→ **Source passage**:
----------------------------------------

[Date Prev][Date Next][Thread Prev][Thread Next][Date Index][Thread Index]

[Condor-users] Problem restarting from standalone checkpointed programs.



Hi,
I have a problem restarting programs with standalone checkpointing.
I hope this may be the correct forum for this type of question,
otherwise I apologize and wish to be pointed to an apropriate
place.

I have a workstation running 32-bit RedHat Enterprise Linux 5.
(e.g.

     sh-3.2$ uname -a
     Linux sinclaire.llnl.gov 2.6.18-128.el5 #1 SMP \
     Wed Dec 17 11:42:39EST 2008 i686 i686 i386 GNU/Linux
)

I have tried the condor 7.4.3 RedHat binaries, and also built
the 7.4.3 and 7.53 versions from source. In all cases I get
segmentation fault when trying to restart from a checkpoint.

My code simply prints a line every second, and every five seconds
checkpoints itself. If given the command line option -load [filename],
it tries to restart from the checkpoint [filename]. (I get similar
errors trying to restart using -_condor_restart [filename]).

----------------------------------------

→ **Written instruction A**: According to the Condor mailing-list post, how often does the author's program checkpoint itself?
→ **Written instruction B**: Count the lines of the rows that contain the string "wheel", treating case as significant, and give only the number.

→ **Information given**:
----------------------------------------

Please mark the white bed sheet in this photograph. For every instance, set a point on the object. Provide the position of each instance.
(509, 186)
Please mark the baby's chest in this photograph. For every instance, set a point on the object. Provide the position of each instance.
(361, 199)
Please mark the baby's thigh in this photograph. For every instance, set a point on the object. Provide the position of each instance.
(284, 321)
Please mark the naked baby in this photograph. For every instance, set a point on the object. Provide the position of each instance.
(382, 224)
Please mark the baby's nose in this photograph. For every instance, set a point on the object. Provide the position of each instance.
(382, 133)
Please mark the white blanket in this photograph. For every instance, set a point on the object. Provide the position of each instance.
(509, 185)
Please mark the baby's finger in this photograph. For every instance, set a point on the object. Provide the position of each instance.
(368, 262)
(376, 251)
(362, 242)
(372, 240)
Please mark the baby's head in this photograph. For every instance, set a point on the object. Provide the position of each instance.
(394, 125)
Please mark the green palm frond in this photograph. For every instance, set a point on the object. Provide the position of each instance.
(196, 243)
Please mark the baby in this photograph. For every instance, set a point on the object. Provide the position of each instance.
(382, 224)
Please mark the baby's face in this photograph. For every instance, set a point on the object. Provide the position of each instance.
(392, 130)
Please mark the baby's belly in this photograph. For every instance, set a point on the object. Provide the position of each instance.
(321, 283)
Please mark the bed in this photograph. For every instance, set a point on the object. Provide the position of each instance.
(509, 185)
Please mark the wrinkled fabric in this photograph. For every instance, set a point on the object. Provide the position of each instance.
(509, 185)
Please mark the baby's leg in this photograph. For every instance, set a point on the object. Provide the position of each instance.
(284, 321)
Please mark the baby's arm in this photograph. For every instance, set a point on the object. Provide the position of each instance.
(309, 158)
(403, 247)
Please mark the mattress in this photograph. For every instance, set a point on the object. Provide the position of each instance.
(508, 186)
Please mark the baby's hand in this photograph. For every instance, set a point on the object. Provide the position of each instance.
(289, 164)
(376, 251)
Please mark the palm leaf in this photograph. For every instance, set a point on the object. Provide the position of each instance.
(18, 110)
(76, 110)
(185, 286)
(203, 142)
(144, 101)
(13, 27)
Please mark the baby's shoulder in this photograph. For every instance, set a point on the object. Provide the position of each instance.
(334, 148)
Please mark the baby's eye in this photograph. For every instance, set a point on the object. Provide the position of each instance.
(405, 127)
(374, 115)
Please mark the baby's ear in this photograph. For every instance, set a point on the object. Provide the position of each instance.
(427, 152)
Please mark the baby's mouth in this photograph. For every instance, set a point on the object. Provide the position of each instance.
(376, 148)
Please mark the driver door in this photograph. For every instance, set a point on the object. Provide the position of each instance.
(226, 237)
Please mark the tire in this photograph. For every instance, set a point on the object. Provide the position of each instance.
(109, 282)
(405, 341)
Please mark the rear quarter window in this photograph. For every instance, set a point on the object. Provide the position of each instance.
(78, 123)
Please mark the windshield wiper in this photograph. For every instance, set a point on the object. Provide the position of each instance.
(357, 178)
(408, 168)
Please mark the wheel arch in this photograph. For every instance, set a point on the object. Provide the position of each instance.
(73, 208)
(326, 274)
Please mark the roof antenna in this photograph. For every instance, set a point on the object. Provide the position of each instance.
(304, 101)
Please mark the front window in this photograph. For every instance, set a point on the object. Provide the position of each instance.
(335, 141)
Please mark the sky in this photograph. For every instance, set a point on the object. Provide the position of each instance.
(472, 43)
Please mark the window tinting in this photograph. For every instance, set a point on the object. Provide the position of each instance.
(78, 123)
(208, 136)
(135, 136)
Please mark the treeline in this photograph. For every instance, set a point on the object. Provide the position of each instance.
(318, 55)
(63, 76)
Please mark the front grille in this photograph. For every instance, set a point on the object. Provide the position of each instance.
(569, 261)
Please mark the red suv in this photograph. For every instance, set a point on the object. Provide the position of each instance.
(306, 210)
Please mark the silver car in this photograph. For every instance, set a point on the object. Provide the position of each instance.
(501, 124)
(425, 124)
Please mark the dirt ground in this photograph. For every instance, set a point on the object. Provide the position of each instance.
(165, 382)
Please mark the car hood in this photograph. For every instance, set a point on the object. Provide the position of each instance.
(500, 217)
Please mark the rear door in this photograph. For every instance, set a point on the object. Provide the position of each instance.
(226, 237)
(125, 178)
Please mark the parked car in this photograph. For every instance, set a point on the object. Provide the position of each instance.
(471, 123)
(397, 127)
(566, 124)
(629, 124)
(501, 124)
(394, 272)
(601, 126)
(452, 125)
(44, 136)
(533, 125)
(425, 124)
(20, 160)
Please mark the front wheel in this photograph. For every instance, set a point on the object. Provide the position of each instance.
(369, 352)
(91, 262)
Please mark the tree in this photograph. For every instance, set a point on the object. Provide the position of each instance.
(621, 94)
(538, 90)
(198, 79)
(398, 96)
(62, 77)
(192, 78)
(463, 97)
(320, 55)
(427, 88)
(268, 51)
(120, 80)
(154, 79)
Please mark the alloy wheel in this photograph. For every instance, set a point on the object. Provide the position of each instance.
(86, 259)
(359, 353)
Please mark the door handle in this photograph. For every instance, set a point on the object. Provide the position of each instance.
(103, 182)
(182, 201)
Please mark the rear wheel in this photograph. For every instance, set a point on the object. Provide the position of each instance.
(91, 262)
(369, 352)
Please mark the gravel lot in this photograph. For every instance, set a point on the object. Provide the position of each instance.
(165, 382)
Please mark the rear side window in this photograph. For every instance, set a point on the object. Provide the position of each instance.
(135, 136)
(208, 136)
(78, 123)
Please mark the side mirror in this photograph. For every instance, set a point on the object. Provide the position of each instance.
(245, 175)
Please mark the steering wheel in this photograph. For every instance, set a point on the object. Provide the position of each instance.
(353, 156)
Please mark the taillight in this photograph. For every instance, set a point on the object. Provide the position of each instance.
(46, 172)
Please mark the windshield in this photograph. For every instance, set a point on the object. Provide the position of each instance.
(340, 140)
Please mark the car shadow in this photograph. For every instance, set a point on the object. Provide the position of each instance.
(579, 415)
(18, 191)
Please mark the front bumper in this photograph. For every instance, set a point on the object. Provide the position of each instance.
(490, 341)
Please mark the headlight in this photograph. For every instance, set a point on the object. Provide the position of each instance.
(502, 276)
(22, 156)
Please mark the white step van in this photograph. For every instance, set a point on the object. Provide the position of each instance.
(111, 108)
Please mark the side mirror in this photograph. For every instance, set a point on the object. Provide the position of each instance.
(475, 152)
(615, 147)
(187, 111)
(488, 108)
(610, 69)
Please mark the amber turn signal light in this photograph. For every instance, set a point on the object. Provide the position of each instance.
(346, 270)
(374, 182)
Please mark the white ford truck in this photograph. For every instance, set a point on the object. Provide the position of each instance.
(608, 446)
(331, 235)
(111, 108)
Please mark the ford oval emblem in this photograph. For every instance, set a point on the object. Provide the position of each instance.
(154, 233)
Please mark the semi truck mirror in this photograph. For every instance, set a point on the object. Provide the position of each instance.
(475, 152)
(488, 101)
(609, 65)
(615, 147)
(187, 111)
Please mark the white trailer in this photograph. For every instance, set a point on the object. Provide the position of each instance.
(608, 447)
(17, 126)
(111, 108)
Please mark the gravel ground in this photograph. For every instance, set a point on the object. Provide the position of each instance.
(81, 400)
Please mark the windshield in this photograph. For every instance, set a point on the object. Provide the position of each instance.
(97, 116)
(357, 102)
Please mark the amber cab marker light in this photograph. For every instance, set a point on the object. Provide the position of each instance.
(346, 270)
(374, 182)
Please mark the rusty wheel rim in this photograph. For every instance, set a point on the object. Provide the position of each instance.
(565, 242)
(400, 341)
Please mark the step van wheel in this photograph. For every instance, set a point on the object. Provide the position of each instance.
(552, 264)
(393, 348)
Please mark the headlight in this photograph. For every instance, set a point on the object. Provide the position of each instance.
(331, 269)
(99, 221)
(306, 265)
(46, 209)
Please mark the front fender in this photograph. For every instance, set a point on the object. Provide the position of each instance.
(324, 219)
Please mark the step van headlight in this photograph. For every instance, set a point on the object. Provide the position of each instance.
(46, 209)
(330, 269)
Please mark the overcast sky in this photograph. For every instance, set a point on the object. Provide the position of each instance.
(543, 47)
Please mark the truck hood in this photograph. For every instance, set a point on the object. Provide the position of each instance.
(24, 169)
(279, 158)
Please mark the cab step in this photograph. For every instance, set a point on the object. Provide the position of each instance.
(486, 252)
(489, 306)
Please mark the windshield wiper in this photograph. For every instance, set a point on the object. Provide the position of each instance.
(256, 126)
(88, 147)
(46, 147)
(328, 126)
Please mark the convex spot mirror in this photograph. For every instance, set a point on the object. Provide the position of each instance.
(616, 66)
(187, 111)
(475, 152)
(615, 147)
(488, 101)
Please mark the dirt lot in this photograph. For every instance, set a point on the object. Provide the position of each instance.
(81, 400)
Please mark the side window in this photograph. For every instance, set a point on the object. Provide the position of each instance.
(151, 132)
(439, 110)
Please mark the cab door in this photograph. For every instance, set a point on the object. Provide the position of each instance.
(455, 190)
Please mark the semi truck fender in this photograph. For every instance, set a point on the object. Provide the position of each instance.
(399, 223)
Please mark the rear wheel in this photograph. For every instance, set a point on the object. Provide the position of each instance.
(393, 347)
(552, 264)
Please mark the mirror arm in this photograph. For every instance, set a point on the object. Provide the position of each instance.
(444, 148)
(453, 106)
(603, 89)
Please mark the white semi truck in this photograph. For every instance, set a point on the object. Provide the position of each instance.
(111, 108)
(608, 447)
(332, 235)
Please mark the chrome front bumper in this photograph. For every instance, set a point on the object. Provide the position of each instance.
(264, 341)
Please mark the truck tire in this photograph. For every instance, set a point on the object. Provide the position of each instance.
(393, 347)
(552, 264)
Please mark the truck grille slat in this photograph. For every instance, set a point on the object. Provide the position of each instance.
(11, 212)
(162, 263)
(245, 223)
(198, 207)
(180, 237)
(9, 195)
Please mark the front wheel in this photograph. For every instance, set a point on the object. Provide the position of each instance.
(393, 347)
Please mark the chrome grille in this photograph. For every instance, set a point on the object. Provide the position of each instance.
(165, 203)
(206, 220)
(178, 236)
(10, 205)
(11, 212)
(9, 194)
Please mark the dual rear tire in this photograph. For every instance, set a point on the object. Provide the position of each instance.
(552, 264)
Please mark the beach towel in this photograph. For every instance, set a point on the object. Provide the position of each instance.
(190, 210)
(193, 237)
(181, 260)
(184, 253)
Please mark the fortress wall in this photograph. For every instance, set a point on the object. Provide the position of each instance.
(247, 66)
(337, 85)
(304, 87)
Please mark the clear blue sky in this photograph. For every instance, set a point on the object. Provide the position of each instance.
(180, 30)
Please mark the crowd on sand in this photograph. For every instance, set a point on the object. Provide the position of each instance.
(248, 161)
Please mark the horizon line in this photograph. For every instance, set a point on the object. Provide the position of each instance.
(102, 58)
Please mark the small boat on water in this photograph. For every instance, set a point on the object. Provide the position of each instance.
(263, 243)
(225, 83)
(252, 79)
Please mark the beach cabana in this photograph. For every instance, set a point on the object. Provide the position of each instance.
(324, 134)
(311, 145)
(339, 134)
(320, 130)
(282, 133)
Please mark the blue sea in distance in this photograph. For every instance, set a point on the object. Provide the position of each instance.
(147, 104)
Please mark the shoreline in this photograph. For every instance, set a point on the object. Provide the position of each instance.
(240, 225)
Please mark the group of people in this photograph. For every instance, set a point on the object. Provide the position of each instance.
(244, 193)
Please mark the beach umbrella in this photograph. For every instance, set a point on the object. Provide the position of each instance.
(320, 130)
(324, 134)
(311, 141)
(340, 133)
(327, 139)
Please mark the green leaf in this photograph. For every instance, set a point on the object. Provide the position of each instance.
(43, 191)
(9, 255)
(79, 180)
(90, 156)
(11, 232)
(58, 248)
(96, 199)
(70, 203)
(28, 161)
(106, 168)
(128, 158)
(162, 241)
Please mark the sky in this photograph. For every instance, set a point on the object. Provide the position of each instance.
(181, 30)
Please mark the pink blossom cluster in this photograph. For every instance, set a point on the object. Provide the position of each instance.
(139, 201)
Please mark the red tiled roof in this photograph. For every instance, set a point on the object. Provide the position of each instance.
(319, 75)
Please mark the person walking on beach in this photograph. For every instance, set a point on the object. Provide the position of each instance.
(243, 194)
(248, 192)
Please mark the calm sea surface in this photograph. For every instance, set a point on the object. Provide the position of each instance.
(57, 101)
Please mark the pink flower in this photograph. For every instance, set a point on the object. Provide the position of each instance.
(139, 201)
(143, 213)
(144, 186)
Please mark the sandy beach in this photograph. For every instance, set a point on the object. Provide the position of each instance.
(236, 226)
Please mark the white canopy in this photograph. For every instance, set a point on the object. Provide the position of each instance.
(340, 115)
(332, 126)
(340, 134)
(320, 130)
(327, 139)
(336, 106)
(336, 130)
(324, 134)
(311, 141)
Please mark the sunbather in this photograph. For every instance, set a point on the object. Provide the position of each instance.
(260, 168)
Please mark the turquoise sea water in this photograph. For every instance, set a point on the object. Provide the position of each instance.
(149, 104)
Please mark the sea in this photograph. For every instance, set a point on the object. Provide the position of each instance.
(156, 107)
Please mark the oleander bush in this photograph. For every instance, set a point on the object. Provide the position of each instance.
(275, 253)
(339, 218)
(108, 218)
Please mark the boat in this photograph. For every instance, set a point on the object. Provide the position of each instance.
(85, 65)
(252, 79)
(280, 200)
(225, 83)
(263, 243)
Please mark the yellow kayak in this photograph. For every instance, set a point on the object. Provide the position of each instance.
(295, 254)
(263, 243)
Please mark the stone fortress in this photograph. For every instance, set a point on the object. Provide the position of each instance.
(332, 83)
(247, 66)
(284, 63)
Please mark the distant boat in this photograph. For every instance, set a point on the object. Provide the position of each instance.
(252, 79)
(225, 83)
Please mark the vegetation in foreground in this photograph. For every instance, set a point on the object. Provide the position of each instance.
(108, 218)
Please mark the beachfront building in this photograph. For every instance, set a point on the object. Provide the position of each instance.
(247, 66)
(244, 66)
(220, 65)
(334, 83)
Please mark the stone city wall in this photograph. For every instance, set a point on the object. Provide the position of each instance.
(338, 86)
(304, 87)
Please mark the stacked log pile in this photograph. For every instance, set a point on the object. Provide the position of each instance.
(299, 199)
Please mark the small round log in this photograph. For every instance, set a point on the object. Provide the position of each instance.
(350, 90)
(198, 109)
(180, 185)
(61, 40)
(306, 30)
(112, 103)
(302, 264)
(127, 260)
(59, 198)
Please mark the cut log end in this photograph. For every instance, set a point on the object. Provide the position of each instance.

----------------------------------------

→ **Output A**: Every five seconds.

→ **Output B**: 9